PROVIDED DATA START

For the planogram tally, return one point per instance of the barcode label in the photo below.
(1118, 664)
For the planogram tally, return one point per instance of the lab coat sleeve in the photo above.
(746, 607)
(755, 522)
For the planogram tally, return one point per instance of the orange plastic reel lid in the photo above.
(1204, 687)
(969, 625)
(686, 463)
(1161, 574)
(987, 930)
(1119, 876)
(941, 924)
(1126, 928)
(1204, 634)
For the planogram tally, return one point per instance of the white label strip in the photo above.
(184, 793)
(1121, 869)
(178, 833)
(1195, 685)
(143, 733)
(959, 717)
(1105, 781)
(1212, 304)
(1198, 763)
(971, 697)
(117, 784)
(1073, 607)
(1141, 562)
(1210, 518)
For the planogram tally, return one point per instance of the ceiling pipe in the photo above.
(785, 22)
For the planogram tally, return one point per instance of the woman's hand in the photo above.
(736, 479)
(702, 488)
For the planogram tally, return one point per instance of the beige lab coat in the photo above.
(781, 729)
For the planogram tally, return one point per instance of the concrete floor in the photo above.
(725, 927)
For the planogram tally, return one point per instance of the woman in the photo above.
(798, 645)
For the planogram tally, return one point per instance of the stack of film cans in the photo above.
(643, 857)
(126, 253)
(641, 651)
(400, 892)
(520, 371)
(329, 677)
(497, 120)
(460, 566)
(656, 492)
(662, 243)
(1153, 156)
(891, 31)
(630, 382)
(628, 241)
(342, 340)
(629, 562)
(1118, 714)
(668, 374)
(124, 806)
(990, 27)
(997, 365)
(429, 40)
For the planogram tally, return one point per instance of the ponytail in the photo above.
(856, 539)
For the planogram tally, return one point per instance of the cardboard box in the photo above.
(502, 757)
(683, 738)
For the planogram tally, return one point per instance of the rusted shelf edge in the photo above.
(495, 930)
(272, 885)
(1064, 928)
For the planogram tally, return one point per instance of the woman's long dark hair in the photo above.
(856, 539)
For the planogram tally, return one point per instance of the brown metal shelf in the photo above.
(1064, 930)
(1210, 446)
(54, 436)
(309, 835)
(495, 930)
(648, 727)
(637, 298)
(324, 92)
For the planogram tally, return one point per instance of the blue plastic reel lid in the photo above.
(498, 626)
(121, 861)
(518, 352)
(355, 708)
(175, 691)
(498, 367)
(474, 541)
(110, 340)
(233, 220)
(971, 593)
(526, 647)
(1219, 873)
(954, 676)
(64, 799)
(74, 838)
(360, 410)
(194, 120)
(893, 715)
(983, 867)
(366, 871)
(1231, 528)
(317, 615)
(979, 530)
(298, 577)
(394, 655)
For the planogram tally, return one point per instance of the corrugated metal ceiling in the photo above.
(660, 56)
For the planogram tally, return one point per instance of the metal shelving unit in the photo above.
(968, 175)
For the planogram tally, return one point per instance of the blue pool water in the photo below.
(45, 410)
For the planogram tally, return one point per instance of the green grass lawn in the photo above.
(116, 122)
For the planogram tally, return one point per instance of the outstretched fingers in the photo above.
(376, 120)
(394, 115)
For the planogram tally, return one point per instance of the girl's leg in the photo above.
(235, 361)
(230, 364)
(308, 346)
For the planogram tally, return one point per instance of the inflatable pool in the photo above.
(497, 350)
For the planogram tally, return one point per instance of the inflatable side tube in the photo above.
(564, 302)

PROVIDED DATA END

So that no detail is lost, give every line of the data again exactly.

RESULT OF THIS EXERCISE —
For the planogram tally, return one point per instance of the barcode label in the photo below.
(1118, 664)
For the planogram tally, return one point per instance of the lab coat sleeve in the photo above.
(746, 607)
(755, 522)
For the planogram tally, return one point per instance of the orange plastic reel lid in the photo above.
(1204, 687)
(969, 625)
(686, 463)
(1161, 574)
(987, 930)
(1119, 876)
(941, 924)
(1126, 928)
(1204, 634)
For the planogram tally, return one point per instance of the white label strip in the photo above.
(184, 793)
(1121, 869)
(178, 833)
(1195, 685)
(143, 733)
(959, 717)
(1105, 781)
(1212, 304)
(1198, 763)
(971, 697)
(117, 784)
(1073, 607)
(1141, 562)
(1210, 518)
For the planogram tally, return one point per instance of the ceiling pipe in the photo above.
(785, 22)
For the planogram tally, return one point per instance of the woman's hand in the photo above.
(736, 479)
(702, 488)
For the planogram tally, return one point per instance of the beige lab coat in the photo above.
(781, 729)
For the planogram tally, return one point per instance of the concrete floor in the photo above.
(725, 927)
For the planogram tally, return one point per instance of the woman in the photo above.
(798, 645)
For the planogram tally, return one point per instance of the stack of film cans in the photo above.
(643, 857)
(126, 253)
(641, 651)
(400, 892)
(520, 371)
(329, 677)
(497, 120)
(460, 566)
(656, 492)
(662, 243)
(1153, 156)
(891, 31)
(630, 382)
(628, 241)
(342, 340)
(629, 562)
(1118, 714)
(668, 374)
(124, 806)
(990, 27)
(997, 365)
(429, 40)
For the planogram tally, return one point per instance of the ponytail in the photo above.
(856, 539)
For the planogram tally, return one point per instance of the cardboard box in the photo above.
(502, 757)
(683, 738)
For the planogram tally, return one point per instance of the rusted shelf edge in the photo above.
(495, 930)
(272, 885)
(1064, 928)
For the planogram tally, return one point per instance of the woman's long dark hair in the photo above.
(856, 539)
For the planogram tally, return one point per instance of the brown metal shelf in the photo above.
(1064, 930)
(1210, 446)
(54, 436)
(309, 835)
(495, 930)
(648, 727)
(637, 298)
(324, 92)
For the planogram tally, return one point per instance of the blue plastic reel lid in the photo above.
(498, 626)
(121, 861)
(518, 352)
(355, 708)
(175, 691)
(498, 367)
(474, 541)
(110, 340)
(233, 220)
(971, 593)
(526, 647)
(1219, 873)
(954, 676)
(64, 799)
(74, 838)
(360, 410)
(194, 120)
(893, 715)
(983, 867)
(366, 871)
(1231, 528)
(317, 615)
(979, 530)
(298, 577)
(394, 655)
For the planogram tally, return one point per instance of the corrugated metal ceiling in the photo above.
(660, 56)
For the planogram tally, return one point per instance of the metal shelving unit in the photo above.
(968, 175)
For the planogram tally, return one point per instance of the blue pool water in the photo below.
(45, 410)
For the planogram tally, return one point per instance of the green grass lawn in the photo above.
(116, 122)
For the planogram tally, return one point per instance of the outstretched fingers in the photo above.
(376, 120)
(394, 115)
For the planogram tally, return one point per instance of the girl's leg in the photo above.
(235, 361)
(230, 364)
(308, 346)
For the planogram tally, return one point per instance of the inflatable pool in the photo above.
(497, 350)
For the planogram tally, return one point per instance of the inflatable side tube in the photo above.
(564, 302)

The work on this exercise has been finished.